» EXERCISE PROMPT
Nothing but the exact lines from the one containing "Query: rose bush" through the last line of the records below belongs in your answer.

» DATA IN THIS EXERCISE
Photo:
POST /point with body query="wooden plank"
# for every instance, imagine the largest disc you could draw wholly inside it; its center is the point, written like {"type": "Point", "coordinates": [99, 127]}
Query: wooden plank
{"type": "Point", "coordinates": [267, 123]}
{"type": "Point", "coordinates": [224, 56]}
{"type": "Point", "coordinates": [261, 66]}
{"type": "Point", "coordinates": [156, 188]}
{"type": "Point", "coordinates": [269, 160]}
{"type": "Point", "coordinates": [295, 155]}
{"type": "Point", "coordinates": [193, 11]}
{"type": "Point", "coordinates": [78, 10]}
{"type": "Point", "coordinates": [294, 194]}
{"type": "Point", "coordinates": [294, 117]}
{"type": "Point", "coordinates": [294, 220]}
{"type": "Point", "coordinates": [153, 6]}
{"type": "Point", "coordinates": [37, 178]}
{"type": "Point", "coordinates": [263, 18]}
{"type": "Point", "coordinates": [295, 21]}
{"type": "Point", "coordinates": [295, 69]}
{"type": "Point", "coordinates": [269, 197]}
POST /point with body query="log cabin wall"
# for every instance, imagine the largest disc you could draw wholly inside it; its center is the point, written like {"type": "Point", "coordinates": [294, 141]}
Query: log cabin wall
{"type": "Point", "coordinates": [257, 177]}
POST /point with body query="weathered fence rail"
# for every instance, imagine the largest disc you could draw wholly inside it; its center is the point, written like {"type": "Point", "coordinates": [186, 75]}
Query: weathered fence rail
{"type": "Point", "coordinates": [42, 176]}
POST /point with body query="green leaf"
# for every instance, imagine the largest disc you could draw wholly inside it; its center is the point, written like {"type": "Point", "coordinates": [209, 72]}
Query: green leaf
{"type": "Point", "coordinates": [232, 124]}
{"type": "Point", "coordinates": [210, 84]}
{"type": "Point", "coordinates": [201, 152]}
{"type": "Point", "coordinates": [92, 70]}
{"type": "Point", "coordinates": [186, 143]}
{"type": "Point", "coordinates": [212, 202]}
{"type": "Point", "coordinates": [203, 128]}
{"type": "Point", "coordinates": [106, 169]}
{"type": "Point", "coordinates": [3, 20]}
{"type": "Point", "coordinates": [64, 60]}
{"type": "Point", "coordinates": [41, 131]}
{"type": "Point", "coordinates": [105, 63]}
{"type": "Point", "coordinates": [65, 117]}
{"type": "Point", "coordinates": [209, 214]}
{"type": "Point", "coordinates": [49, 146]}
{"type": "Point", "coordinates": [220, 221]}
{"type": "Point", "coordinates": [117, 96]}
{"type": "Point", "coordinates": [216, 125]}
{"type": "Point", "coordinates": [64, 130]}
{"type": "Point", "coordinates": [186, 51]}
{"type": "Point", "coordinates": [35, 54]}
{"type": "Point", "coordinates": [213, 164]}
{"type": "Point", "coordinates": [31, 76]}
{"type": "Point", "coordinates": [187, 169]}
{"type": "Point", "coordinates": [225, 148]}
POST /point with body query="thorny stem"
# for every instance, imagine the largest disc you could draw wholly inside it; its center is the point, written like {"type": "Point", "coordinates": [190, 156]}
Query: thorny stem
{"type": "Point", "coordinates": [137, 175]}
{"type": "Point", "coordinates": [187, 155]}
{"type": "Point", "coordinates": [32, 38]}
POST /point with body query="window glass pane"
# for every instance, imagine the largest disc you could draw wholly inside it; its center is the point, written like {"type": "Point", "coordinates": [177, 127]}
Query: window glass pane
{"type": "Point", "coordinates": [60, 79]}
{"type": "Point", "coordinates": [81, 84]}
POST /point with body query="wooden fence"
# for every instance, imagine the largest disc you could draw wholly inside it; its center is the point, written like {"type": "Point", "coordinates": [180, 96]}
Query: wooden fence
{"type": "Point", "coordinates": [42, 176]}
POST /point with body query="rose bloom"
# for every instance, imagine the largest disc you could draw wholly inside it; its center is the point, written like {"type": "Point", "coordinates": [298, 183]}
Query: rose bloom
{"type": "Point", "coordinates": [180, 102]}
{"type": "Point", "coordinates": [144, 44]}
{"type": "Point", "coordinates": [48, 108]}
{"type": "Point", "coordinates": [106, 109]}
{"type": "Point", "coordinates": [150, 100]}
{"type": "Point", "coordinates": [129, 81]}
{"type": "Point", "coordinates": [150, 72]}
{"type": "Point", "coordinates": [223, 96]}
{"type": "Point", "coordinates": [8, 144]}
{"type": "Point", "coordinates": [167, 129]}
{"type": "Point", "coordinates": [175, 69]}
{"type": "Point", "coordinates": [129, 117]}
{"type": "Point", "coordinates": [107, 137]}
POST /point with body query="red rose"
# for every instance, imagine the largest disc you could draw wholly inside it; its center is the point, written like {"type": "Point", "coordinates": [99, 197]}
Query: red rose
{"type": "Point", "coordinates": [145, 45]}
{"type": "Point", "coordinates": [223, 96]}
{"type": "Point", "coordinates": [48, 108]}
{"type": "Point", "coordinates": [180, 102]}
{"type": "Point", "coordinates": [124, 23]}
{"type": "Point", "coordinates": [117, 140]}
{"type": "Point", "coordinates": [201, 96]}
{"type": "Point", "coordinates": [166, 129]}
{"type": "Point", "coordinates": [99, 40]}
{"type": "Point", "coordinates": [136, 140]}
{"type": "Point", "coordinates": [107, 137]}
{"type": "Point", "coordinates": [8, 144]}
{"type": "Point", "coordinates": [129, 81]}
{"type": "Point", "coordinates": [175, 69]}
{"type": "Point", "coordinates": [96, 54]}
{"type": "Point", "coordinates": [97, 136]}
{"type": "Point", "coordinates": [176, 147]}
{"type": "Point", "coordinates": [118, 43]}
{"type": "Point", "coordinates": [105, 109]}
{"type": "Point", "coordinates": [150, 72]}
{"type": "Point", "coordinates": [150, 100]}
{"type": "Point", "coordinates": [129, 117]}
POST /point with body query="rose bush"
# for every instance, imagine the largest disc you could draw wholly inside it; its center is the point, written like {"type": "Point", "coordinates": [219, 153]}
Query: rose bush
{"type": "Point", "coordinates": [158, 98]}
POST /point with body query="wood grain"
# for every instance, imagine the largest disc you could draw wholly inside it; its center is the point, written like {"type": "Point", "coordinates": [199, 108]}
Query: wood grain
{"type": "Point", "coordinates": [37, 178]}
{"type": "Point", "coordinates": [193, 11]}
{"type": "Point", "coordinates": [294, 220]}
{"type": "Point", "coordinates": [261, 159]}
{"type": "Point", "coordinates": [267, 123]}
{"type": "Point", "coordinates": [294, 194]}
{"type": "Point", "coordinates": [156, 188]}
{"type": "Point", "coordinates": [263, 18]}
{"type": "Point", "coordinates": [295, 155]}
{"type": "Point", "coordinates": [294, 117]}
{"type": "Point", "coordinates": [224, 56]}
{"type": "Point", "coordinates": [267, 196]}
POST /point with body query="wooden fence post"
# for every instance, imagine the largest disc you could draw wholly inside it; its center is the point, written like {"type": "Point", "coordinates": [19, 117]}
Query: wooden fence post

» TASK SOLUTION
Query: rose bush
{"type": "Point", "coordinates": [158, 98]}
POST /point with body query="wood grain"
# for every instance, imagine the largest disc you could draw wholly inside it; its center is the point, written like {"type": "Point", "coordinates": [199, 108]}
Query: wood grain
{"type": "Point", "coordinates": [37, 178]}
{"type": "Point", "coordinates": [193, 11]}
{"type": "Point", "coordinates": [294, 220]}
{"type": "Point", "coordinates": [261, 159]}
{"type": "Point", "coordinates": [267, 123]}
{"type": "Point", "coordinates": [294, 194]}
{"type": "Point", "coordinates": [156, 188]}
{"type": "Point", "coordinates": [263, 18]}
{"type": "Point", "coordinates": [295, 155]}
{"type": "Point", "coordinates": [294, 117]}
{"type": "Point", "coordinates": [224, 56]}
{"type": "Point", "coordinates": [267, 196]}
POST /point with body query="wooden fence post"
# for every instance, imagine the largest disc you could draw wholly inside it; its center is the point, written like {"type": "Point", "coordinates": [19, 117]}
Query: wooden fence post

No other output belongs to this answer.